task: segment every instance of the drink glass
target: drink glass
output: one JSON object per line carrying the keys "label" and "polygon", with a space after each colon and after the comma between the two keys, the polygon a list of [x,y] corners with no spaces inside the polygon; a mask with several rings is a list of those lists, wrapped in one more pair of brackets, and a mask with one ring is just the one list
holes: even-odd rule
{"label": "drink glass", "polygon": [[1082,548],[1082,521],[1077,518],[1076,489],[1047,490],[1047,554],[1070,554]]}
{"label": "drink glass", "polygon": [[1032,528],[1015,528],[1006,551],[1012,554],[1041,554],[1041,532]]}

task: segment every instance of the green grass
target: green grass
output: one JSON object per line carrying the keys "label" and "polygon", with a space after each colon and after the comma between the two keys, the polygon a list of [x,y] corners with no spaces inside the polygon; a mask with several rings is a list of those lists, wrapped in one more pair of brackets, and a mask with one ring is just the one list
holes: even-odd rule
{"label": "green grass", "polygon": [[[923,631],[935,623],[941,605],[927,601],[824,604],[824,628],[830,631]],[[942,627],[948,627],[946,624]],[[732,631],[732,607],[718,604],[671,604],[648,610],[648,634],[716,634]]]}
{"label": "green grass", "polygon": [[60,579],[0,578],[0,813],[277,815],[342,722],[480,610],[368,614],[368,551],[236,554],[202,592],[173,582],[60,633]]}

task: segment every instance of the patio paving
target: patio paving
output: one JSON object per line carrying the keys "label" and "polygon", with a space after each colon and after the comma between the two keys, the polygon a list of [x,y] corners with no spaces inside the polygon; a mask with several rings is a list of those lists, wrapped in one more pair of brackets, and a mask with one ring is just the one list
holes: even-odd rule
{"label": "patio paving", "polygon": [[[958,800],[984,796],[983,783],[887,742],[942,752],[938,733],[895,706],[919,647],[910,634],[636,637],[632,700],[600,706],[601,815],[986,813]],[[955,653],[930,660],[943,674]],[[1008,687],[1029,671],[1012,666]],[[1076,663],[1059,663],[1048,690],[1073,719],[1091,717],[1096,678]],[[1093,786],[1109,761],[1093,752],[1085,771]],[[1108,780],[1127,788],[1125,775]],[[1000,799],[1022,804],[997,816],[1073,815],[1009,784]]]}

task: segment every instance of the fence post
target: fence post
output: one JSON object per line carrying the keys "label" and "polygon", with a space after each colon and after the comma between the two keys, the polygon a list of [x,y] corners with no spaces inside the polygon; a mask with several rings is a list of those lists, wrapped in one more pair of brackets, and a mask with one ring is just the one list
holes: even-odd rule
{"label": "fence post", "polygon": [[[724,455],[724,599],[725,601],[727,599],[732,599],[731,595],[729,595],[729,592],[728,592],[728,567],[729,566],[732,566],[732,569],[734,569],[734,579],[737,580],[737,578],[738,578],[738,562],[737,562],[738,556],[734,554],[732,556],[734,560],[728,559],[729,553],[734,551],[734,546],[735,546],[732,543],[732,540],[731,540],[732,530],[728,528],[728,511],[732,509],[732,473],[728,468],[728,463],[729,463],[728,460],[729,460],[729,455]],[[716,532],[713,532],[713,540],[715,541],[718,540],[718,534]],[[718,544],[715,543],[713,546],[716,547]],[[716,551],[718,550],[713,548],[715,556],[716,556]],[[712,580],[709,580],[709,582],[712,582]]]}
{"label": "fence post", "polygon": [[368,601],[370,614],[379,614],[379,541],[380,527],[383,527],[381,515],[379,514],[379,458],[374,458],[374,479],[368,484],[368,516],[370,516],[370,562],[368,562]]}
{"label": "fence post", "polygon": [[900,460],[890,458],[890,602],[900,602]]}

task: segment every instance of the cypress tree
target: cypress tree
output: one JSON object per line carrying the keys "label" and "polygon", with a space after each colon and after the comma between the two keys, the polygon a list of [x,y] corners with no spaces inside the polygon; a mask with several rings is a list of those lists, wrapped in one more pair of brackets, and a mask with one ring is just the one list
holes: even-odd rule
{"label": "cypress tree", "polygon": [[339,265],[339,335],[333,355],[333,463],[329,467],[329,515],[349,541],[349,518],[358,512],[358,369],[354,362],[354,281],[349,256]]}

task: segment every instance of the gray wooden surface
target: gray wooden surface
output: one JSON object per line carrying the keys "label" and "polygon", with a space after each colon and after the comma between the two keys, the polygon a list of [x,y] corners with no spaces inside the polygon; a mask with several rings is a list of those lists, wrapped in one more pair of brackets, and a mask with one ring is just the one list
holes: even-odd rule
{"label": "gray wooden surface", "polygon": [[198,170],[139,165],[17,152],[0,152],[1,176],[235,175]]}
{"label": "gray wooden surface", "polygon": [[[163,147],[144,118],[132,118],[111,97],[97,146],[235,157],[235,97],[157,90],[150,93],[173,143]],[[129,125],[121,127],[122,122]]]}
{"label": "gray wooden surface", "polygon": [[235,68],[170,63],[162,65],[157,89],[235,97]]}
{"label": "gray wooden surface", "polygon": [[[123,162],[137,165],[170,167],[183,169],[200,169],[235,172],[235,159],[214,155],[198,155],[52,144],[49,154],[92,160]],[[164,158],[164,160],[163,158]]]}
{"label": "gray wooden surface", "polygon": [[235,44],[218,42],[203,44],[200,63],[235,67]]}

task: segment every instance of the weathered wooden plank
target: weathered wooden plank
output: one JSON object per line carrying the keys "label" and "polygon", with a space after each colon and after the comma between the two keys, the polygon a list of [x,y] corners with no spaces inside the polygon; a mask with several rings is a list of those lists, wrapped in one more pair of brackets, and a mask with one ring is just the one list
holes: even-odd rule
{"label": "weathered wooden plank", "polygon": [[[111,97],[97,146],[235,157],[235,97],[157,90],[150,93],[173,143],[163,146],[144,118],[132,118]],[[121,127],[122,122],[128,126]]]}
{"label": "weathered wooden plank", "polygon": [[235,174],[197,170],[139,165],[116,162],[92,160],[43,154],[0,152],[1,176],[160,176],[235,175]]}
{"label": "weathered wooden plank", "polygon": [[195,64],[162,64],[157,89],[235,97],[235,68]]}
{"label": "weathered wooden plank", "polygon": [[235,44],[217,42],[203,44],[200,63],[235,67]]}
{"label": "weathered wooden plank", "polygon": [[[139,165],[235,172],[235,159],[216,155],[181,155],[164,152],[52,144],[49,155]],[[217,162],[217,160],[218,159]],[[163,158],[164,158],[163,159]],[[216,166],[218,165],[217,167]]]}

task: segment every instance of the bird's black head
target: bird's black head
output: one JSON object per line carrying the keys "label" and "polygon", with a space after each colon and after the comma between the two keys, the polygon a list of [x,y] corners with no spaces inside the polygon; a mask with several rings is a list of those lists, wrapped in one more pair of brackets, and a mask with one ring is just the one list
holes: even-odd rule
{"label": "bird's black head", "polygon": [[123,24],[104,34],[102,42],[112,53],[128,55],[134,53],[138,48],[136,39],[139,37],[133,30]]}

◆ ◆ ◆ ◆ ◆ ◆ ◆

Rewrite every line of the entries above as one numbered list, and leave out the blank lines.

● **RESPONSE TO THE EXERCISE**
1. task: segment every instance of the drink glass
2. target: drink glass
3. output: one JSON object per line carrying the keys "label" and "polygon", with a space after each colon and after the comma between the two keys, the polygon a list of [x,y] corners with no spaces inside the polygon; a mask with several rings is a list of those lists, wrapped in one more pair of brackets, and a mask with one ring is just the one list
4. holes: even-odd rule
5. {"label": "drink glass", "polygon": [[1082,548],[1082,521],[1077,518],[1076,489],[1047,490],[1047,554],[1070,554]]}
6. {"label": "drink glass", "polygon": [[1032,528],[1015,528],[1006,551],[1012,554],[1041,554],[1041,532]]}
7. task: segment every instance of the green grass
8. target: green grass
9. output: one JSON object per line carrying the keys "label" and "polygon", with a space after each colon and after the comma between the two keys, the polygon a list of [x,y] corners with no spaces inside the polygon; a mask with several rings is a list of those lists, wrapped in one more pair of brackets, and a mask with one ring is just the one list
10. holes: even-odd rule
11. {"label": "green grass", "polygon": [[[923,631],[935,623],[941,605],[927,601],[824,604],[824,628],[830,631]],[[942,627],[948,627],[946,624]],[[732,631],[732,607],[718,604],[671,604],[648,610],[648,634],[716,634]]]}
12. {"label": "green grass", "polygon": [[60,579],[0,578],[0,813],[277,815],[342,722],[480,610],[368,614],[368,551],[236,554],[202,592],[173,582],[60,633]]}
13. task: segment every instance of the patio paving
14. target: patio paving
15. output: one JSON object per line carrying the keys "label" and "polygon", with a space after each colon and after the comma between the two keys, the polygon a list of [x,y] corners with no spaces inside the polygon; a mask with several rings is a list of those lists, wrapped in one more pair of brackets, and a mask with one ring is just the one list
16. holes: even-odd rule
17. {"label": "patio paving", "polygon": [[[958,800],[984,796],[983,783],[887,742],[942,752],[938,733],[895,706],[919,647],[910,634],[636,637],[632,700],[600,706],[601,815],[986,813]],[[955,653],[930,660],[943,674]],[[1008,687],[1029,671],[1012,666]],[[1076,663],[1059,663],[1048,690],[1073,719],[1091,717],[1096,678]],[[1093,786],[1109,761],[1093,752],[1085,771]],[[1108,780],[1127,788],[1125,775]],[[1000,799],[1022,804],[997,816],[1073,815],[1009,784]]]}
18. task: segment every instance of the fence post
19. target: fence post
20. output: one JSON object per line carrying the keys "label" and "polygon", with a space after each colon and after the comma between the two keys, the polygon a list of [x,y] corners with no spaces inside the polygon; a mask with several rings is a list of those lists, wrapped in one more pair of brackets, and a mask with one ring is just the one list
21. holes: even-odd rule
22. {"label": "fence post", "polygon": [[[724,455],[724,599],[725,601],[727,599],[732,599],[731,595],[729,595],[729,592],[728,592],[728,567],[729,566],[732,566],[732,569],[734,569],[734,579],[737,580],[737,578],[738,578],[738,562],[737,562],[738,556],[734,554],[732,556],[734,560],[728,559],[729,553],[734,551],[734,546],[735,546],[732,543],[732,540],[731,540],[732,530],[728,528],[728,511],[732,509],[732,473],[728,468],[728,463],[729,463],[728,460],[729,460],[729,455]],[[716,532],[713,532],[713,540],[715,541],[718,540],[718,534]],[[718,544],[715,543],[713,546],[716,547]],[[716,551],[718,550],[713,548],[715,556],[716,556]],[[712,580],[709,580],[709,582],[712,582]]]}
23. {"label": "fence post", "polygon": [[368,601],[370,614],[379,614],[379,541],[380,527],[383,527],[381,515],[379,514],[379,458],[374,458],[374,479],[368,484],[368,516],[370,516],[370,562],[368,562]]}
24. {"label": "fence post", "polygon": [[900,460],[890,458],[890,602],[900,602]]}
25. task: segment every instance of the cypress tree
26. target: cypress tree
27. output: one JSON object per line carrying the keys "label" and "polygon", with a space after each colon and after the comma between the two keys, the polygon a list of [x,y] corners with no spaces inside the polygon; a mask with several rings is a list of those lists, wrapped in one more pair of brackets, and a mask with one ring is just the one list
28. holes: even-odd rule
29. {"label": "cypress tree", "polygon": [[339,265],[339,335],[333,355],[333,463],[329,467],[329,515],[349,541],[349,518],[358,512],[358,369],[354,362],[354,281],[349,256]]}
30. task: segment every instance of the gray wooden surface
31. target: gray wooden surface
32. output: one JSON object per line carrying the keys "label" and "polygon", with a space after each colon and after the comma between the two keys, the polygon a list of [x,y] corners with no spaces inside the polygon; a mask with several rings is a list of those lists, wrapped in one more pair of brackets, and a mask with one ring is just the one list
33. holes: even-odd rule
34. {"label": "gray wooden surface", "polygon": [[198,170],[139,165],[17,152],[0,152],[1,176],[235,175]]}
35. {"label": "gray wooden surface", "polygon": [[[163,147],[144,118],[132,118],[111,97],[97,146],[235,157],[235,97],[157,90],[150,93],[173,143]],[[129,125],[121,127],[122,122]]]}
36. {"label": "gray wooden surface", "polygon": [[235,68],[170,63],[162,65],[157,89],[235,97]]}
37. {"label": "gray wooden surface", "polygon": [[[123,162],[137,165],[170,167],[183,169],[200,169],[235,172],[235,159],[214,155],[198,155],[52,144],[49,154],[92,160]],[[164,158],[164,160],[163,158]]]}
38. {"label": "gray wooden surface", "polygon": [[235,44],[218,42],[203,44],[200,63],[235,67]]}
39. task: segment every instance of the weathered wooden plank
40. target: weathered wooden plank
41. output: one JSON object per line carrying the keys "label" and "polygon", with a space after each colon and after the comma between the two keys, the polygon a list of [x,y] corners with no spaces inside the polygon; a mask with several rings is a list of those lists, wrapped in one more pair of brackets, and a mask with one ring is just the one list
42. holes: even-odd rule
43. {"label": "weathered wooden plank", "polygon": [[[111,97],[97,146],[235,157],[235,97],[157,90],[150,93],[173,143],[163,146],[144,118],[132,118]],[[121,127],[122,122],[128,126]]]}
44. {"label": "weathered wooden plank", "polygon": [[235,174],[197,170],[139,165],[116,162],[92,160],[43,154],[0,152],[1,176],[160,176],[235,175]]}
45. {"label": "weathered wooden plank", "polygon": [[195,64],[162,64],[157,89],[235,97],[235,68]]}
46. {"label": "weathered wooden plank", "polygon": [[235,44],[217,42],[203,44],[200,63],[235,67]]}
47. {"label": "weathered wooden plank", "polygon": [[[139,165],[235,172],[235,159],[216,155],[181,155],[164,152],[52,144],[49,155]],[[217,162],[217,160],[218,159]],[[163,158],[164,158],[163,159]],[[216,166],[218,165],[217,167]]]}
48. task: segment every instance of the bird's black head
49. target: bird's black head
50. output: one JSON object per line carrying the keys "label" and "polygon", with a space after each colon and after the comma between the two keys, the polygon a list of [x,y] corners with no spaces inside the polygon; a mask with several rings is a list of those lists, wrapped in one more pair of brackets, and a mask with one ring is just the one list
51. holes: even-odd rule
52. {"label": "bird's black head", "polygon": [[123,24],[104,34],[102,42],[112,53],[128,55],[134,53],[138,48],[136,39],[139,37],[133,30]]}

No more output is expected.